▶ [BRIEF] Images excluded, repeat each entry below exactly.

▶ [RECORD SET]
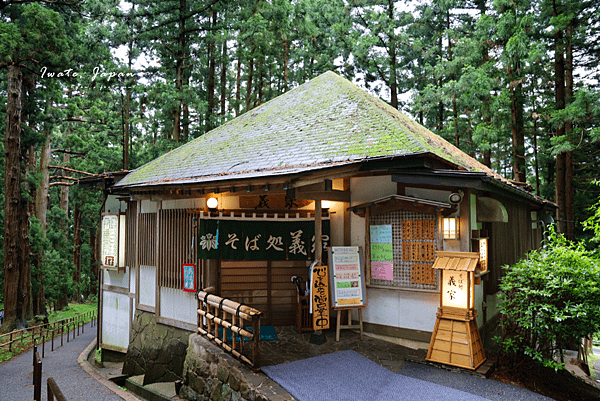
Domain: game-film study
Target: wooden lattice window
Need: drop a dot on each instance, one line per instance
(130, 248)
(414, 243)
(177, 239)
(146, 246)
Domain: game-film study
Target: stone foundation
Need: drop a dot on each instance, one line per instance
(210, 373)
(156, 351)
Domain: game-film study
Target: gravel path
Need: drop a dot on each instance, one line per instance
(16, 375)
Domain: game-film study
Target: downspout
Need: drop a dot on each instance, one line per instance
(99, 321)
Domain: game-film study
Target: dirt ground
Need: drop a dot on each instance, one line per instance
(562, 385)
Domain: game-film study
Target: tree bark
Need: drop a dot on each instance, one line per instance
(238, 81)
(13, 301)
(210, 90)
(393, 61)
(94, 264)
(223, 77)
(561, 158)
(77, 250)
(249, 83)
(569, 173)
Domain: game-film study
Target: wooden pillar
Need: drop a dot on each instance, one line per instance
(318, 230)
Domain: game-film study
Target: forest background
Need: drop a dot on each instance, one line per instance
(94, 86)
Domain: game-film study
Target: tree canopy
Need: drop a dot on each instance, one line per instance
(96, 86)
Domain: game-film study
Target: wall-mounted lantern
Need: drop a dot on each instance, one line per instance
(456, 340)
(451, 228)
(212, 203)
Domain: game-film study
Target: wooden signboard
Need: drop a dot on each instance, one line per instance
(188, 272)
(347, 277)
(320, 297)
(382, 254)
(113, 241)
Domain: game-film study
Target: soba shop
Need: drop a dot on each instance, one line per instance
(251, 205)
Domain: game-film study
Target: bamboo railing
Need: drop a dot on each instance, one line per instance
(216, 313)
(25, 338)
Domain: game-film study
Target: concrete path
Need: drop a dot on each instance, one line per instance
(76, 383)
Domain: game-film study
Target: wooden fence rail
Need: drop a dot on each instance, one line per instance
(220, 317)
(43, 332)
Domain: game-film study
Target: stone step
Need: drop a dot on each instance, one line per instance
(153, 391)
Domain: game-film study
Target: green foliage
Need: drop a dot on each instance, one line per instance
(593, 222)
(550, 301)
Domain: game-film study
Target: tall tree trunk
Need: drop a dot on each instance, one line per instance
(393, 61)
(249, 83)
(41, 209)
(223, 77)
(64, 189)
(569, 173)
(126, 124)
(561, 158)
(286, 57)
(238, 81)
(94, 264)
(13, 300)
(77, 250)
(518, 135)
(27, 203)
(210, 90)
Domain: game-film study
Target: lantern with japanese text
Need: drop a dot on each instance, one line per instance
(456, 340)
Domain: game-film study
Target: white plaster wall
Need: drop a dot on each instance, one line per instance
(147, 285)
(194, 203)
(398, 308)
(132, 278)
(430, 194)
(178, 305)
(336, 218)
(148, 206)
(413, 310)
(115, 319)
(116, 278)
(113, 205)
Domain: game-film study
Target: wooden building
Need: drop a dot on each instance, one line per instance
(270, 169)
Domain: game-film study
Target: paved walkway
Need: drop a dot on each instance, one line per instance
(79, 381)
(16, 375)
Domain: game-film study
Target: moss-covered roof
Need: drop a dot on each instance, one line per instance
(327, 121)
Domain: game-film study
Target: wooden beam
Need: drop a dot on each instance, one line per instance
(333, 195)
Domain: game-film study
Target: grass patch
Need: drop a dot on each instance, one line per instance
(71, 310)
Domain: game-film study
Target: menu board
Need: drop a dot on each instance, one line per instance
(319, 295)
(347, 277)
(188, 272)
(113, 241)
(382, 254)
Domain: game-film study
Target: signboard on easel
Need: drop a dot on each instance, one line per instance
(319, 297)
(347, 277)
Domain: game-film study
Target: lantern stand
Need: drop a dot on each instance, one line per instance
(456, 340)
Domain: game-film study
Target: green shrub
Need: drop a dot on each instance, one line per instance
(550, 301)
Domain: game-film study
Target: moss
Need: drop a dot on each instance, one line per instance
(326, 118)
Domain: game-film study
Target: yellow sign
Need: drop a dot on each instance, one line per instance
(320, 298)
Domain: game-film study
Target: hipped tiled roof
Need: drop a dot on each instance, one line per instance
(325, 122)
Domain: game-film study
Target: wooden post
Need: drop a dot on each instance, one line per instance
(318, 231)
(256, 342)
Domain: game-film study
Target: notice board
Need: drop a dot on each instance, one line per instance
(382, 253)
(347, 277)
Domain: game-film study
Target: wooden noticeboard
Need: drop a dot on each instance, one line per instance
(347, 277)
(112, 248)
(319, 297)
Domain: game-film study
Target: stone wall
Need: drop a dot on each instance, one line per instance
(156, 351)
(210, 373)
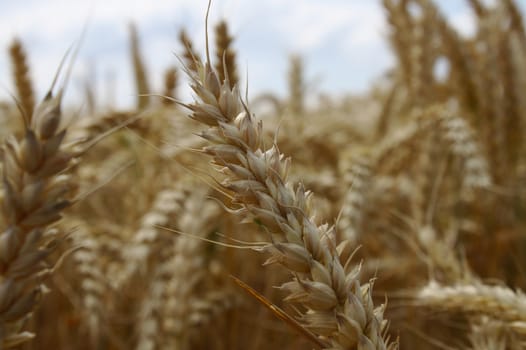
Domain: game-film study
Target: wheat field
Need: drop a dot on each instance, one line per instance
(392, 220)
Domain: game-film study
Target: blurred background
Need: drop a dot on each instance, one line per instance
(343, 42)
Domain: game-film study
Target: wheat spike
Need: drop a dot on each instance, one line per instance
(191, 57)
(170, 84)
(22, 78)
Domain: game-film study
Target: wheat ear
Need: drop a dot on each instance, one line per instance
(36, 191)
(334, 305)
(225, 55)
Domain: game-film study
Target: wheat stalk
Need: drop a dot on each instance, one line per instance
(22, 77)
(225, 55)
(335, 305)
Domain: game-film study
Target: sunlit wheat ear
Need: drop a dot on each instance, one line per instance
(476, 298)
(358, 177)
(22, 78)
(149, 239)
(37, 188)
(332, 302)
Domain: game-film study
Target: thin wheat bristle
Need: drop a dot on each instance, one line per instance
(22, 77)
(139, 69)
(190, 56)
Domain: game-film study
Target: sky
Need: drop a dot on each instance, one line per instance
(343, 42)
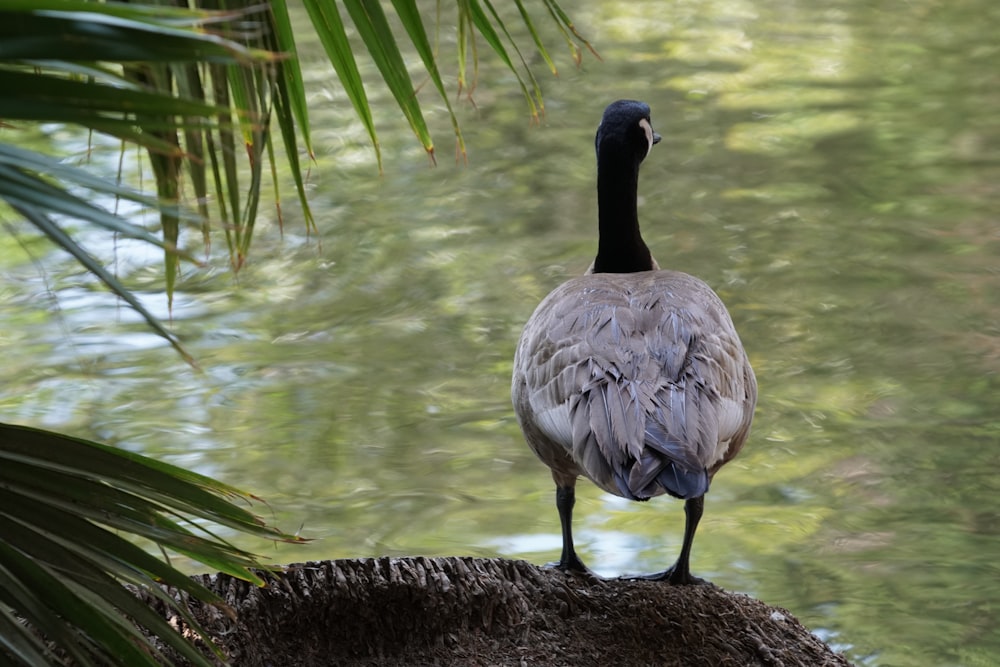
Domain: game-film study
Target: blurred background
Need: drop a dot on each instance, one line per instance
(831, 169)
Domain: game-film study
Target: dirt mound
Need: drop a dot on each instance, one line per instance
(469, 612)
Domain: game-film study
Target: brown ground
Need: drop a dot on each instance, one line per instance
(479, 612)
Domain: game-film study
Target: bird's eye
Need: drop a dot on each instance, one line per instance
(648, 129)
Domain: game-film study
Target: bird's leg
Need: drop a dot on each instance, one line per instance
(565, 499)
(679, 574)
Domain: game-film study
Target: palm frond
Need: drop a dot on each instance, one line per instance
(67, 506)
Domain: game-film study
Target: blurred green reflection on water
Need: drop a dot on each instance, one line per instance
(832, 169)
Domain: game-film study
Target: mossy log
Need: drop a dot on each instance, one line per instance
(472, 611)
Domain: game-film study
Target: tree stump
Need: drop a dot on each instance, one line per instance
(479, 612)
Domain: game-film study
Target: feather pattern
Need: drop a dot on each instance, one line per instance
(637, 381)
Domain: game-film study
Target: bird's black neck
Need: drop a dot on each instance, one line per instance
(620, 248)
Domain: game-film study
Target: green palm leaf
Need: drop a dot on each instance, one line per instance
(65, 506)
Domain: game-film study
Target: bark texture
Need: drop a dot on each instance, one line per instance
(478, 612)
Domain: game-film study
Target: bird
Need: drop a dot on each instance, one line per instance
(631, 376)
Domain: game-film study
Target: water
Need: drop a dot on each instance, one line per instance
(830, 169)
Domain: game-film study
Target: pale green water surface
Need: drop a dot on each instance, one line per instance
(832, 169)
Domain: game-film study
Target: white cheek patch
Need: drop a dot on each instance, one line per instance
(648, 129)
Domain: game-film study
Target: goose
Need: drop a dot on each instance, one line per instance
(631, 376)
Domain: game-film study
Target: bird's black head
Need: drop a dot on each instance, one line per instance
(626, 130)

▶ [SOLUTION TO THIS TASK]
Domain: game-film study
Target: wooden lattice window
Need: drop a dot on each instance, one line per instance
(130, 248)
(414, 243)
(177, 239)
(146, 246)
Domain: game-film study
Target: stone foundation
Need: drop a dot on each instance, one line per instance
(210, 373)
(156, 351)
Domain: game-film study
Target: gravel path
Need: drop a dot on each instance, one line per instance
(16, 375)
Domain: game-film study
Target: downspout
Need: drop a dot on each instance, one line per instance
(99, 321)
Domain: game-film study
Target: dirt ground
Need: drop a dot on each instance, one line per instance
(562, 385)
Domain: game-film study
Target: tree bark
Need: drop a dot on each instance, one line per instance
(238, 81)
(13, 301)
(210, 90)
(393, 61)
(94, 264)
(223, 77)
(561, 158)
(77, 250)
(249, 83)
(569, 173)
Domain: game-film study
Target: wooden pillar
Need: drop a dot on each instance, one line per instance
(318, 230)
Domain: game-film study
Target: forest background
Need: drop a dot on each instance, one line per instance
(94, 86)
Domain: game-film study
Target: tree canopy
Need: drop a dot on each instance, one line per instance
(96, 86)
Domain: game-film study
Target: wall-mounted lantern
Need: drop a dot on each instance, one line per instance
(456, 340)
(451, 228)
(212, 203)
Domain: game-film study
Target: wooden signboard
Need: drop a dot on each instance, one line per instance
(188, 272)
(347, 277)
(320, 297)
(382, 254)
(113, 241)
Domain: game-film study
Target: soba shop
Need: drop a dot on each instance, one line per instance
(251, 205)
Domain: game-film study
Target: bamboo railing
Need: drop a dot on each instance, one line per instance
(216, 313)
(25, 338)
Domain: game-film study
Target: concrete path
Need: drop a dot on each instance, one line per instance
(76, 383)
Domain: game-film study
Target: wooden fence rail
Need: drop a dot on each instance, one line per instance
(220, 317)
(43, 332)
Domain: game-film study
Target: stone step
Need: drop a dot on each instance, one line per instance
(153, 391)
Domain: game-film study
Target: green foliage
Need: drop a dot on each instance, one line per instance
(593, 222)
(550, 301)
Domain: game-film study
Target: tall tree trunk
Need: drop a dot on each instance, one line per instance
(393, 61)
(249, 83)
(41, 209)
(223, 77)
(64, 189)
(569, 173)
(126, 124)
(561, 158)
(286, 57)
(238, 81)
(94, 264)
(13, 300)
(77, 250)
(518, 135)
(27, 203)
(210, 90)
Domain: game-film study
Target: lantern with japanese text
Need: drop a dot on each instance, one line per instance
(456, 340)
Domain: game-film study
Target: white plaster wall
Need: drop a dot on each instance, one line per instance
(147, 285)
(194, 203)
(398, 308)
(132, 278)
(430, 194)
(178, 305)
(336, 218)
(148, 206)
(413, 310)
(115, 319)
(116, 278)
(113, 205)
Domain: game-film study
Target: wooden building
Need: drop a dot on each instance, one line per instance
(270, 169)
Domain: game-film study
Target: paved walkway
Need: drop a dot on each instance, one line per instance
(79, 381)
(16, 375)
Domain: game-film study
Target: moss-covered roof
Need: drop a dot on each instance, one line per instance
(327, 121)
Domain: game-film study
Target: wooden beam
Need: drop a dot on each instance, one line per instance
(333, 195)
Domain: game-film study
Target: grass patch
Need: drop a dot on each instance, one line per instance
(71, 310)
Domain: game-film study
Target: menu board
Need: drop a dot on each instance, one line per instance
(319, 295)
(347, 277)
(188, 272)
(113, 241)
(382, 254)
Domain: game-film study
Target: signboard on easel
Need: drop a dot on each instance, one line per instance
(319, 297)
(347, 277)
Domain: game-film study
Target: lantern stand
Need: drop a dot on each instance, one line per instance
(456, 340)
Domain: game-film study
Target: green shrub
Need: drop a dot on each instance, one line per instance
(550, 301)
Domain: game-film study
Target: moss
Need: drop a dot on each instance, one line per instance
(326, 118)
Domain: game-film study
Target: yellow sign
Need: drop a dot on each instance, one line per instance
(320, 298)
Domain: game-film study
Target: hipped tiled roof
Need: drop a dot on each instance, one line per instance
(325, 122)
Domain: game-film study
Target: wooden post
Need: drop a dot on each instance, one line per instance
(318, 231)
(256, 342)
Domain: game-film study
Target: notice board
Need: drop a dot on each instance, one line per instance
(382, 253)
(347, 277)
Domain: game-film study
Target: wooden noticeboard
Need: drop a dot on each instance, one line per instance
(347, 277)
(112, 248)
(319, 297)
Domain: game-film study
Target: stone wall
Need: drop a dot on each instance, one line per instance
(156, 351)
(210, 373)
Domain: game-film study
Target: wheat field
Need: drop a dot on each instance, one line per instance
(392, 220)
Domain: game-film study
Target: blurred background
Need: drop a dot on each instance, one line per instance
(343, 42)
Domain: game-film study
Target: wheat spike
Need: drop a dot on each instance, one line per instance
(191, 57)
(170, 84)
(22, 78)
Domain: game-film study
Target: wheat ear
Need: drop a dot on each instance, one line per instance
(36, 191)
(334, 305)
(225, 55)
Domain: game-film study
Target: wheat stalk
Need: drop a dot on each instance, one line per instance
(22, 77)
(225, 55)
(335, 305)
Domain: game-film study
Target: sunlit wheat ear
Need: drop a dot on each instance, one line per instance
(476, 298)
(358, 177)
(22, 78)
(149, 239)
(37, 188)
(332, 302)
Domain: game-film study
Target: thin wheat bristle
Need: drop a dot on each instance, one line per instance
(22, 77)
(139, 69)
(190, 56)
Domain: game-film study
Target: sky
Need: drop a dot on each instance, one line per instance
(343, 42)
Domain: game-film study
Target: blurred background
Need: drop a dot on each instance, one line per instance
(831, 169)
Domain: game-film study
Target: dirt mound
Need: drop a dot on each instance, one line per instance
(469, 612)
Domain: game-film study
Target: brown ground
Need: drop a dot on each instance, one line per instance
(479, 612)
Domain: game-film study
Target: bird's eye
Need: drop a dot on each instance, one line per instance
(648, 129)
Domain: game-film study
Target: bird's leg
Need: drop a dot on each instance, one line per instance
(565, 499)
(679, 574)
Domain: game-film study
Target: palm frond
Need: drop a dot on each instance, one line per instance
(67, 506)
Domain: game-film study
Target: blurred green reflection on water
Need: drop a dot on each instance, one line per instance
(832, 169)
Domain: game-film study
Target: mossy log
Need: drop a dot on each instance, one line per instance
(472, 611)
Domain: game-film study
Target: tree stump
Need: drop a dot on each instance, one line per instance
(479, 612)
Domain: game-film study
Target: feather pattern
Need: drop a dot on each instance, one line per instance
(637, 381)
Domain: game-film study
Target: bird's black neck
Need: drop a dot on each instance, one line per instance
(620, 248)
Domain: game-film study
Target: green palm leaf
Need: drop a dot on each instance, one line per instance
(65, 506)
Domain: game-film study
Target: bark texture
Need: drop a dot on each instance, one line per instance
(478, 612)
Domain: game-film study
Target: bird
Need: drop a dot on each instance, one line per instance
(631, 376)
Domain: game-film study
Target: water
Need: drop a dot on each instance, one line per instance
(830, 169)
Domain: game-film study
Target: pale green water surface
Need: drop a dot on each instance, one line per instance
(832, 169)
Domain: game-film study
Target: white cheek patch
Need: drop a dot on each instance, one line per instance
(648, 129)
Domain: game-film study
Target: goose
Need: drop a dot on each instance, one line per instance
(631, 376)
Domain: game-film study
Target: bird's black head
Need: drop a dot on each instance, one line per instance
(626, 130)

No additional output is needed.